SOURCE EXTRACT >>
The compiler's advice is a little strange here, but it is trying to make my next point.

Even if we don't know the size of T, we can still take a reference to T.

This compiles just fine:

Rust code
//         👇
fn f<T>(t: &T)
where
    T: ?Sized,
{
}

And, interestingly, that's almost exactly what the signature of std::mem::size_of_val is:

Rust code
pub const fn size_of_val<T: ?Sized>(val: &T) -> usize {
    // SAFETY: `val` is a reference, so it's a valid raw pointer
    unsafe { intrinsics::size_of_val(val) }
}

And the same goes for returning something from a function!

This is fine:

Rust code
fn f<T>() -> T {
    todo!()
}

Because we have an implicit Sized constraint, so we're effectively saying this:

Rust code
fn f<T>() -> T
where
    T: Sized,
{
    todo!()
}

But if we relax the Sized restriction...

Rust code
fn f<T>() -> T
where
    T: ?Sized,
{
    todo!()
}

Then we run into trouble again:

Shell session
$ cargo run --quiet
error[E0277]: the size for values of type `T` cannot be known at compilation time
 --> src/main.rs:3:14
  |
3 | fn f<T>() -> T
  |      -       ^ doesn't have a size known at compile-time
  |      |
  |      this type parameter needs to be `Sized`
  |
  = note: the return type of a function must have a statically known size

And that's exactly what we ran into with this program, an eternity ago:

Rust code
use std::error::Error;

fn main() {
    println!("{}", read_issue().unwrap())

GIVEN PROBLEM A >>
Answer these questions from the Rust excerpt on Sized:
(i) Which standard library function has a signature almost exactly like the example that takes a reference to a ?Sized type?
(ii) What command is run in the shell session?
(iii) According to the compiler's note, what must be true of a function's return type?

PROVIDED DATA >>
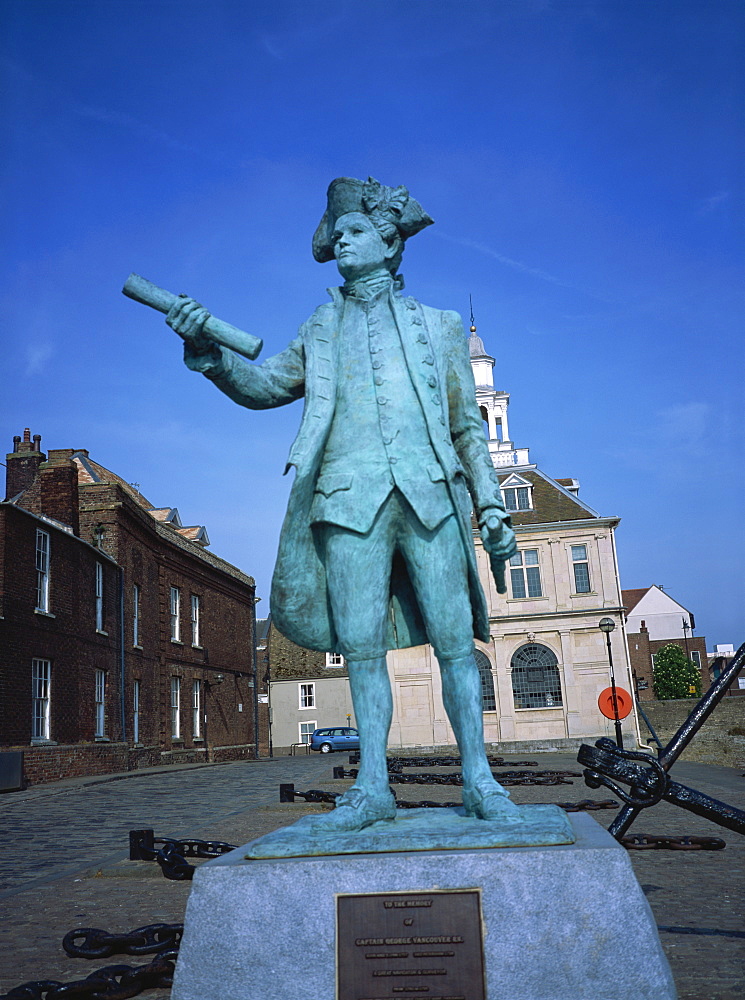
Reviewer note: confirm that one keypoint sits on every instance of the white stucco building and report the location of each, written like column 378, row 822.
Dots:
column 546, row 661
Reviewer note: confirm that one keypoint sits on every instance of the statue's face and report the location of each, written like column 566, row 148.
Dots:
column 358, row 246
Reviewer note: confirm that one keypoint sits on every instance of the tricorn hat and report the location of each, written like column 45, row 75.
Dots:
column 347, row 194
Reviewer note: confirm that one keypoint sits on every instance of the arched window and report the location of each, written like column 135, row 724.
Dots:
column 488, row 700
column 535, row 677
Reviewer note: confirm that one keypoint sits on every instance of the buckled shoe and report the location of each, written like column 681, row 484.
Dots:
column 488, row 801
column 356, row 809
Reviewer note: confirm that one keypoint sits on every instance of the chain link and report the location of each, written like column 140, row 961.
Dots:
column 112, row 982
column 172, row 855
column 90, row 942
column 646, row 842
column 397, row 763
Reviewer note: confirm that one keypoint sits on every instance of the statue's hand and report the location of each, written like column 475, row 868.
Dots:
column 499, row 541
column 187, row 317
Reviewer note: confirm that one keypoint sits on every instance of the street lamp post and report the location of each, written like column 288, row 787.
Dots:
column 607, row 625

* * *

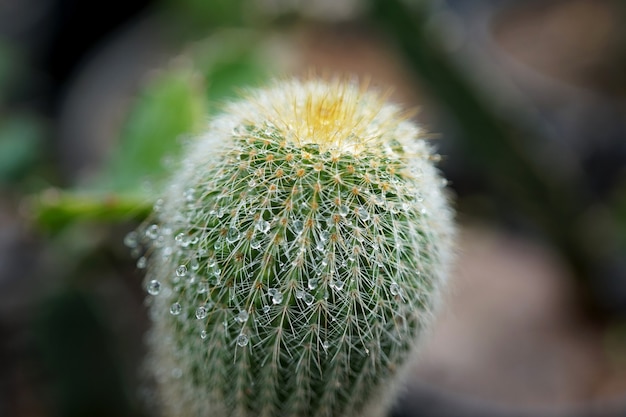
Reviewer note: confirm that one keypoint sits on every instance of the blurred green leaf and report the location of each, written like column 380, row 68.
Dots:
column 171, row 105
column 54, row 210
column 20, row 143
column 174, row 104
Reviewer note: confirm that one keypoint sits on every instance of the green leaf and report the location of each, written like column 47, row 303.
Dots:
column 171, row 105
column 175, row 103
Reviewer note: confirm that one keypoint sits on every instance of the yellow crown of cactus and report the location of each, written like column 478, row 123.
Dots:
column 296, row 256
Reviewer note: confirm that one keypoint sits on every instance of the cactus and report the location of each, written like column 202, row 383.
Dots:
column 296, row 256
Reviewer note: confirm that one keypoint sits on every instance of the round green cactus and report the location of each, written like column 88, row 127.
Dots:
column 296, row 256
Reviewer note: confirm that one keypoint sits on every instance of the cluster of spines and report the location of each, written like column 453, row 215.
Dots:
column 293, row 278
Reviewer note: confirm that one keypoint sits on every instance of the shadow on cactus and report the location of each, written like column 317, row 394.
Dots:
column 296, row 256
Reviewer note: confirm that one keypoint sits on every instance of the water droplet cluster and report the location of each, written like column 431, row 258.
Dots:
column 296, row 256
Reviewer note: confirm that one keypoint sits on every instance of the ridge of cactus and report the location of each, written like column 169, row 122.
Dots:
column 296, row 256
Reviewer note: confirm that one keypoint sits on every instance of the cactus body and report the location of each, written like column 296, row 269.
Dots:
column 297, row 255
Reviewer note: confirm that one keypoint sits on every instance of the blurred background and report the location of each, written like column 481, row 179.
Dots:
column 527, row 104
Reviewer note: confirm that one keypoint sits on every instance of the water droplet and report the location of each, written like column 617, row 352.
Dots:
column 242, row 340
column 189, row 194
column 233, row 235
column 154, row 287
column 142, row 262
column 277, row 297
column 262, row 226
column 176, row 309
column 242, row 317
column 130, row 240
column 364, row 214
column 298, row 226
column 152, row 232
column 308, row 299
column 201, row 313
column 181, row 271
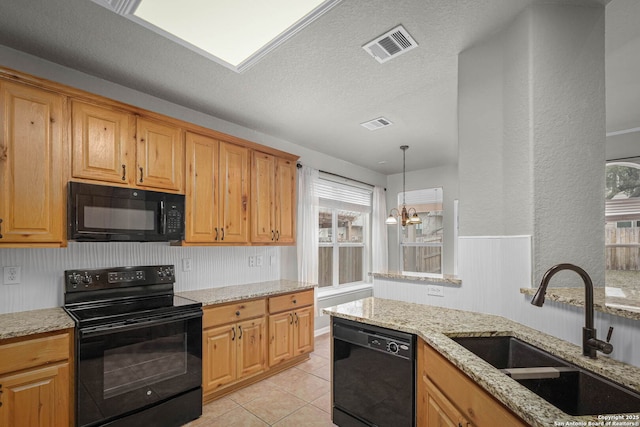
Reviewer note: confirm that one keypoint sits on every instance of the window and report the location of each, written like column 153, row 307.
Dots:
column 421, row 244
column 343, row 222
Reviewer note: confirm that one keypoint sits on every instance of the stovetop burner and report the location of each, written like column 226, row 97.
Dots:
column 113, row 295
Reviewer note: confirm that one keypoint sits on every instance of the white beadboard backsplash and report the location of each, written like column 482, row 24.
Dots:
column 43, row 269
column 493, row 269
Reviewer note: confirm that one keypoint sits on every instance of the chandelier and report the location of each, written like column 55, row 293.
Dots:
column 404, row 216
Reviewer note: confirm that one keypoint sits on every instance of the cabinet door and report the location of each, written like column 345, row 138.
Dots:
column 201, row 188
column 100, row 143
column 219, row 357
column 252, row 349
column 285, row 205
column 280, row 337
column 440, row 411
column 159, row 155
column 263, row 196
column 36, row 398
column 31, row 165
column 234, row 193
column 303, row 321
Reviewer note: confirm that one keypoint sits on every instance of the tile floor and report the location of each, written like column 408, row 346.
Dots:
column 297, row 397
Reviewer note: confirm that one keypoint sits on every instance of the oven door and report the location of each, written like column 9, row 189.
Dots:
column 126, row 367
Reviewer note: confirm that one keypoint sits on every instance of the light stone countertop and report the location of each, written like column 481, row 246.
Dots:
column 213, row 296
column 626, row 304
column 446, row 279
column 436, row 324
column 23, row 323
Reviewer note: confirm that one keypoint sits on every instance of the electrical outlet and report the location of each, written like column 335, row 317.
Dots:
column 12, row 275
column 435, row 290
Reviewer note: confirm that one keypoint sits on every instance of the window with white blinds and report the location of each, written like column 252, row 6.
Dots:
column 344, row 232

GIVEN PROBLEM B >> In the entries, rename "cactus body" to "cactus stem" in everything from the line containing "296, row 269." down to the line containing "column 297, row 255", leaving all else unchanged. Give only those lines.

WORKED ANSWER A >>
(i) std::mem::size_of_val
(ii) cargo run --quiet
(iii) It must have a statically known size.

WORKED ANSWER B >>
Reviewer note: confirm that one keypoint sits on every instance of the cactus stem and report the location of each, written like column 296, row 269.
Dots:
column 297, row 255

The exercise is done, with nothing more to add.